=== WRITTEN PROBLEM ===
Copy out every line in the records below that contains the word "with".

=== PROVIDED RECORDS ===
* * *

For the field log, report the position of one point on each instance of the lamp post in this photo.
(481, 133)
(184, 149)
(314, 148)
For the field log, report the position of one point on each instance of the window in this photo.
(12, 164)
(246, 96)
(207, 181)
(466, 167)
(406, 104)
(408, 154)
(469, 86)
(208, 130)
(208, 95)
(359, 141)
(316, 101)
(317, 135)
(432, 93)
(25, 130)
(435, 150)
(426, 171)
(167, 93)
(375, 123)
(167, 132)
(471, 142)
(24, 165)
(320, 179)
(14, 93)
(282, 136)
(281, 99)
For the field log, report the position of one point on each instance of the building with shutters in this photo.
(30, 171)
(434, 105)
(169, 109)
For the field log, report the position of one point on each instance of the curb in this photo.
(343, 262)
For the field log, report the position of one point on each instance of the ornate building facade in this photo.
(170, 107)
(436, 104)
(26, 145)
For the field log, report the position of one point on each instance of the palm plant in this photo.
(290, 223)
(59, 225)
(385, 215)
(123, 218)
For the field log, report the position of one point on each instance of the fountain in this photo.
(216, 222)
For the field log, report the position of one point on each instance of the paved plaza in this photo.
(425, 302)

* * *

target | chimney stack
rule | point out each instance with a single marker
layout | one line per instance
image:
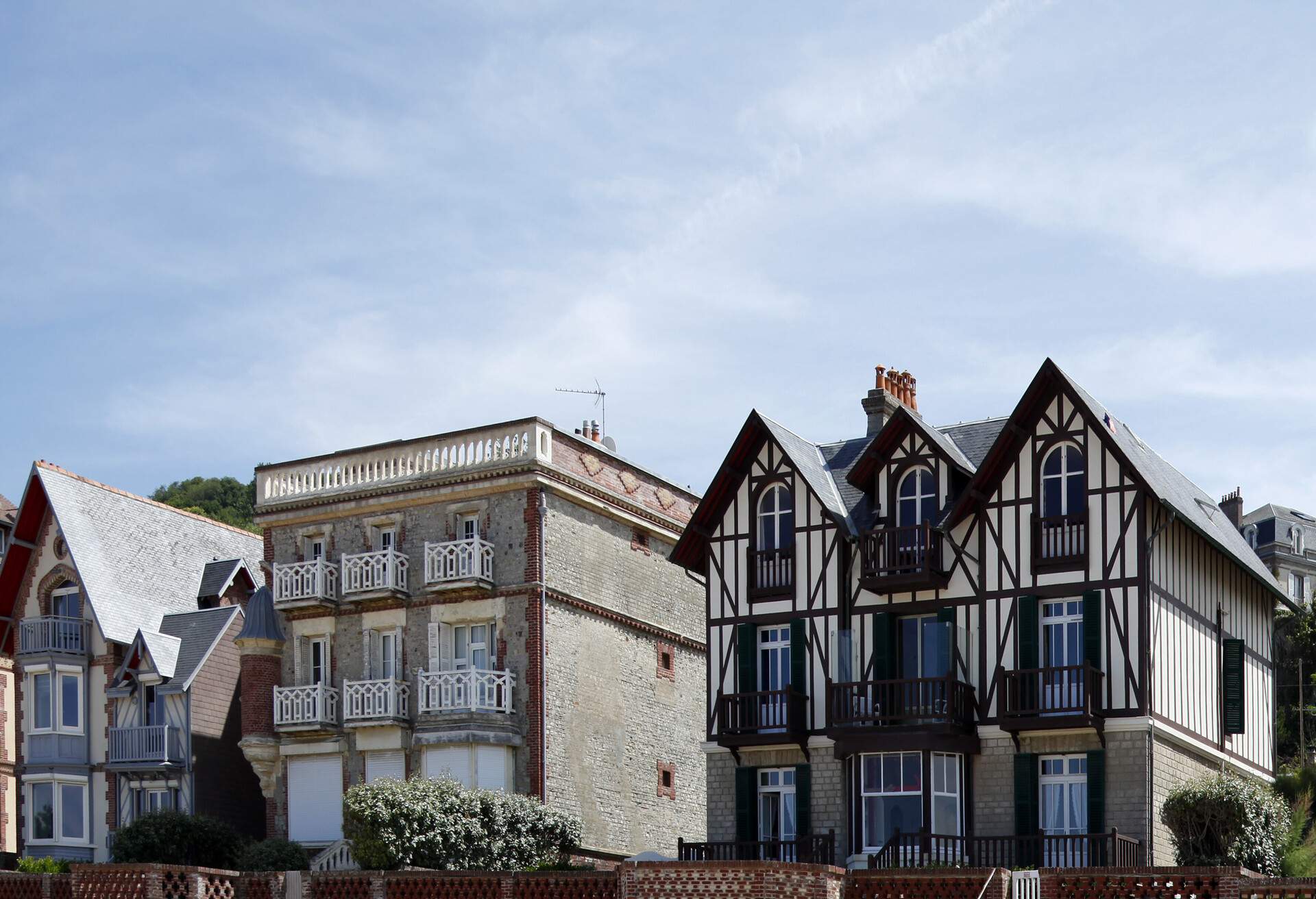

* * *

=== THE ANSWER ===
For the field log, report the position of one point on each instance of the building with shutters in this photo.
rule | point out each instance with a single marker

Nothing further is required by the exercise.